» **What you need to do**: Only the lines from the first line of the records through the line containing "Segment every instance" belong in the answer. Copy them exactly.

╭─ Supplied records

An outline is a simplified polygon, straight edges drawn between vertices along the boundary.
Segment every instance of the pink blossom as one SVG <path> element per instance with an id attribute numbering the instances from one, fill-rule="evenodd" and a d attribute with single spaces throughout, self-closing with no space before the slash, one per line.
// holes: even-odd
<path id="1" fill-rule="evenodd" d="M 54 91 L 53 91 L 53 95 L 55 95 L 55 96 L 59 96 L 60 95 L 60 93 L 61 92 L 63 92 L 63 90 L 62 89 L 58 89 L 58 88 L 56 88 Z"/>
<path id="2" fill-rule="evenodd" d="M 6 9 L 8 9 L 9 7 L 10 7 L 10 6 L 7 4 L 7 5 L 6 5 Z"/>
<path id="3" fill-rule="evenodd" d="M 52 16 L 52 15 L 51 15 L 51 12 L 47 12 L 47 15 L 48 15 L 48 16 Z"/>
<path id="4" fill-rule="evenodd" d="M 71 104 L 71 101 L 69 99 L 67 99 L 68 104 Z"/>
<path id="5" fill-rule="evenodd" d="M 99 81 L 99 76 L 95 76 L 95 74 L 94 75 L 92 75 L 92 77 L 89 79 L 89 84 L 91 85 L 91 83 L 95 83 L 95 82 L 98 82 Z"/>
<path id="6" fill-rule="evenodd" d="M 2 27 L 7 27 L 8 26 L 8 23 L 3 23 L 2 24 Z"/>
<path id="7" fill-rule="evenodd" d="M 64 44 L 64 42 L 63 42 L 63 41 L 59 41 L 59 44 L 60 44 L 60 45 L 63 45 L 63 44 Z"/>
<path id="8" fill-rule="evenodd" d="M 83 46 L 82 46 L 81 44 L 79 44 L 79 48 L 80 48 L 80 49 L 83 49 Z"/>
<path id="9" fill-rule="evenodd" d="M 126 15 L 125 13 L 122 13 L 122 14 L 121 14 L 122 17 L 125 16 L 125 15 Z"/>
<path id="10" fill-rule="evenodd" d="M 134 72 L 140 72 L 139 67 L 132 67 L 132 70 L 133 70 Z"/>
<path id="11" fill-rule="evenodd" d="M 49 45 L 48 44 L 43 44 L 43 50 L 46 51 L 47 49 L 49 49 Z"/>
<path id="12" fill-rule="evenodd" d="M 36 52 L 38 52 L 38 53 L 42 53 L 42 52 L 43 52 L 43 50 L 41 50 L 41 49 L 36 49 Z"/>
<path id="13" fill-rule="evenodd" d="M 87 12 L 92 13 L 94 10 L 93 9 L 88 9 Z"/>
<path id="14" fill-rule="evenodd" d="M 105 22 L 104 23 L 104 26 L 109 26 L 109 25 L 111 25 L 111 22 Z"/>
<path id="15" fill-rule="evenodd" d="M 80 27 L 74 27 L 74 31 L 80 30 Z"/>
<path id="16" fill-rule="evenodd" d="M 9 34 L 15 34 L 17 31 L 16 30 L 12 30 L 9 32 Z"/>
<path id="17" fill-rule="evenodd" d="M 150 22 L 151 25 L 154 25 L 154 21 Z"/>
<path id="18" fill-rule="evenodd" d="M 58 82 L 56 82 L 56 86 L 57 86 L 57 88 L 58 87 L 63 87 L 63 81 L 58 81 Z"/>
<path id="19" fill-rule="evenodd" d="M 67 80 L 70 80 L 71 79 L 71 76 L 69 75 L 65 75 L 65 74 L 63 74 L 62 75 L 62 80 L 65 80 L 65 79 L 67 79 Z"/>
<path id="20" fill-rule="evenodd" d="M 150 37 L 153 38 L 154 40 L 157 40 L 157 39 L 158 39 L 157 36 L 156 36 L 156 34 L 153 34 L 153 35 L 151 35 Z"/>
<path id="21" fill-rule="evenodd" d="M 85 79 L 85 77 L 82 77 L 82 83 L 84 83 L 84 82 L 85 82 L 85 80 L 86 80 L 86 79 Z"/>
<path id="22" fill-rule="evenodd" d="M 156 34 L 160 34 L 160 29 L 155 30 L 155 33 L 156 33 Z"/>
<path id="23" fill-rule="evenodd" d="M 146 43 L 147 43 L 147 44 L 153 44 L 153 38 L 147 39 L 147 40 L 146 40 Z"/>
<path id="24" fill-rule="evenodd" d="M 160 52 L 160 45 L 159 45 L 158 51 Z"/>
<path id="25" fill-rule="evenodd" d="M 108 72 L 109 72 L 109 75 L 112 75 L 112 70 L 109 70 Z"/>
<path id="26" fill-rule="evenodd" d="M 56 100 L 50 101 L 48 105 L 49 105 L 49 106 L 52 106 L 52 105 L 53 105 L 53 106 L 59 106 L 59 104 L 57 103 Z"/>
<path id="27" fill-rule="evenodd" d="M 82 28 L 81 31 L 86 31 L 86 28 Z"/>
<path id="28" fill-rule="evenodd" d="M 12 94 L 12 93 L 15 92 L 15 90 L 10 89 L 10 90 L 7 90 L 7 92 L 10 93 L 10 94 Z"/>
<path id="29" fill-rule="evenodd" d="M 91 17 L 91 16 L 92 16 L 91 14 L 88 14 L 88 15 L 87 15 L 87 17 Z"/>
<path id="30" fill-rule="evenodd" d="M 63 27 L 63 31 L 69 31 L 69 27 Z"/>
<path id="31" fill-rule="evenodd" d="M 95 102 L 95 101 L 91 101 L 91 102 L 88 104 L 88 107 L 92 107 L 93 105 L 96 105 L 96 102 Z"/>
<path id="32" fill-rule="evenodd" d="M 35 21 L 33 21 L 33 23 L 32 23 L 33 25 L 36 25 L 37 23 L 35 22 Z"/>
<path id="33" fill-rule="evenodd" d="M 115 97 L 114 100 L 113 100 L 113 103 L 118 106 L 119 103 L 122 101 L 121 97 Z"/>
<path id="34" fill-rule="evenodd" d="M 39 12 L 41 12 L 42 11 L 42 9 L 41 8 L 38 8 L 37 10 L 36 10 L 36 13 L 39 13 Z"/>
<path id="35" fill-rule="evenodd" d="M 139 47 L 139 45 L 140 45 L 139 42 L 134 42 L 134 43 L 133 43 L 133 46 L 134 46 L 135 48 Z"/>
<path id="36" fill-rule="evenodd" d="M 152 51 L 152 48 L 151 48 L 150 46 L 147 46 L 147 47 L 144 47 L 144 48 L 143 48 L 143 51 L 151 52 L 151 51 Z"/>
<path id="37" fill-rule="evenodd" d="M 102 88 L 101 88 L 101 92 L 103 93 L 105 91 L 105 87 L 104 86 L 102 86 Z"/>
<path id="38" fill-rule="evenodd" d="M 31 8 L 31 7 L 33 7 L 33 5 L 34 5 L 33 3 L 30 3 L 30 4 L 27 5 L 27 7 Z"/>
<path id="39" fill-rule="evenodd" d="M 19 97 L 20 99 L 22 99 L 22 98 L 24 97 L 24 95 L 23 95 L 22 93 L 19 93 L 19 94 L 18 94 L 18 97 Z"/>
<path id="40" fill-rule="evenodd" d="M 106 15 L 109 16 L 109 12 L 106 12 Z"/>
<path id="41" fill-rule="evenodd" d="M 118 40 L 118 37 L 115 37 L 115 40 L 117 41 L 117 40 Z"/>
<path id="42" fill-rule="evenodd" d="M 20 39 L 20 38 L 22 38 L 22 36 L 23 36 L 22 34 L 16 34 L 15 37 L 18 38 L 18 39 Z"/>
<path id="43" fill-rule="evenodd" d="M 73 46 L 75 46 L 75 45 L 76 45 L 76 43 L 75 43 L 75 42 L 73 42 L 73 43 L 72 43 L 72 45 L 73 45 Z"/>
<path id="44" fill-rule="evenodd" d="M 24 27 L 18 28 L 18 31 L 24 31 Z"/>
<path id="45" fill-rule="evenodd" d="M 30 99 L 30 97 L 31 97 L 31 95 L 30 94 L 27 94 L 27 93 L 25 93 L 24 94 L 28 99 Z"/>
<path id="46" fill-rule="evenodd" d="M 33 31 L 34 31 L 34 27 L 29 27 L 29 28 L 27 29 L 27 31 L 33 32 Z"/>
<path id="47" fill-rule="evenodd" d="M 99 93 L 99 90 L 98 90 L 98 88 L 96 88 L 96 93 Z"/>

╰─

» **Response to the exercise**:
An outline is a simplified polygon, straight edges drawn between vertices along the boundary.
Segment every instance of the pink blossom as one SVG <path> element per instance with an id attribute numbering the instances from one, fill-rule="evenodd" and a d attribute with single spaces throughout, self-closing with no space before the slash, one per line.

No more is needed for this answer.